------ SUPPLIED ENTRIES

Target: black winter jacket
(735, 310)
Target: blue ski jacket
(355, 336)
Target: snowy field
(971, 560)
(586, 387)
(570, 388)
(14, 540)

------------

## EXERCISE BRIEF
When you write out the listing, keep every line exactly as it is above.

## ANSWER TO THE EXERCISE
Target: black winter jacket
(735, 310)
Target: blue ski jacket
(355, 336)
Target: snowy field
(971, 560)
(586, 387)
(570, 388)
(14, 540)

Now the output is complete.